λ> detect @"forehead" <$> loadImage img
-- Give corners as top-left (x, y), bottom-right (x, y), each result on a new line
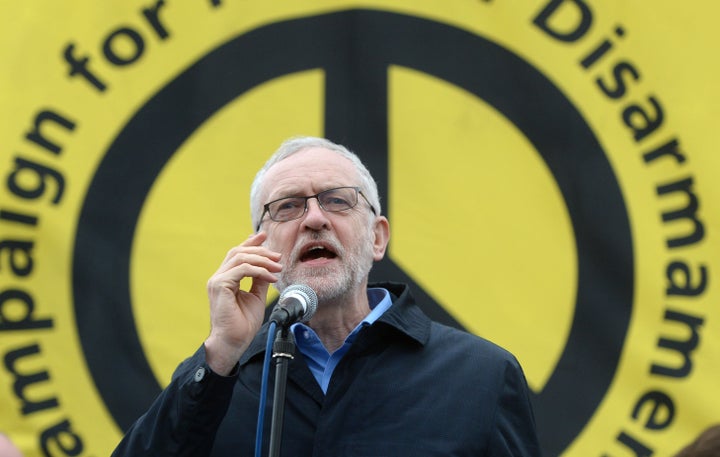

...

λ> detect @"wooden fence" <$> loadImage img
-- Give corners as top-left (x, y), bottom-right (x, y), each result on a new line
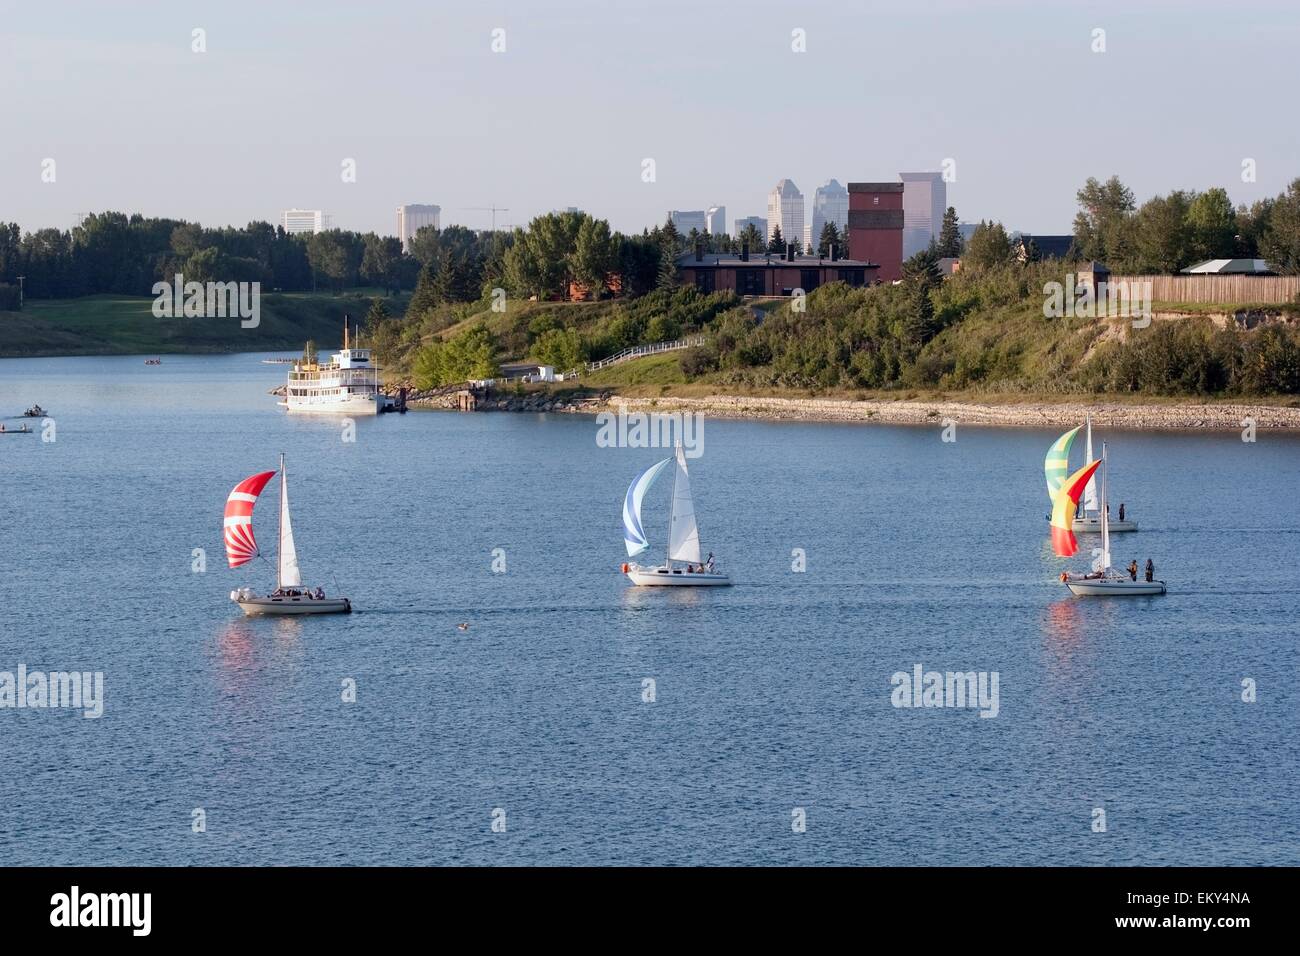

* * *

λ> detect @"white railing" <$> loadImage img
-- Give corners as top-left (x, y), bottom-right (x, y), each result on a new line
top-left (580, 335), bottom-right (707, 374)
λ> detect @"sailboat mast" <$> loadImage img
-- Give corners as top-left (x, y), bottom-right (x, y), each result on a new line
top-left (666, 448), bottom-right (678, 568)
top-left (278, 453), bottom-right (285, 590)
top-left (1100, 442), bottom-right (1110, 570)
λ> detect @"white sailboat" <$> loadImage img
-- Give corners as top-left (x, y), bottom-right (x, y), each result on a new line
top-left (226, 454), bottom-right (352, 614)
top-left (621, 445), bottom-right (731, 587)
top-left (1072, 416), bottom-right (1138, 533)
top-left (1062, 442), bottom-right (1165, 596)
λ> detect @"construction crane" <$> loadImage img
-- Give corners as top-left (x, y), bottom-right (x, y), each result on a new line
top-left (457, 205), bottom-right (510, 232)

What is required – Return, from the data, each line that has the word "loadImage" in it.

Output for this exercise –
λ> detect @"forehead" <$> loadImage img
λ> detect @"wooden fence" <$> loadImage img
λ> detect @"white railing" <$> loadImage img
λ> detect @"sailboat mast" <$> loadImage img
λ> detect @"white sailboat" <$> loadImage img
λ> detect @"construction crane" <$> loadImage img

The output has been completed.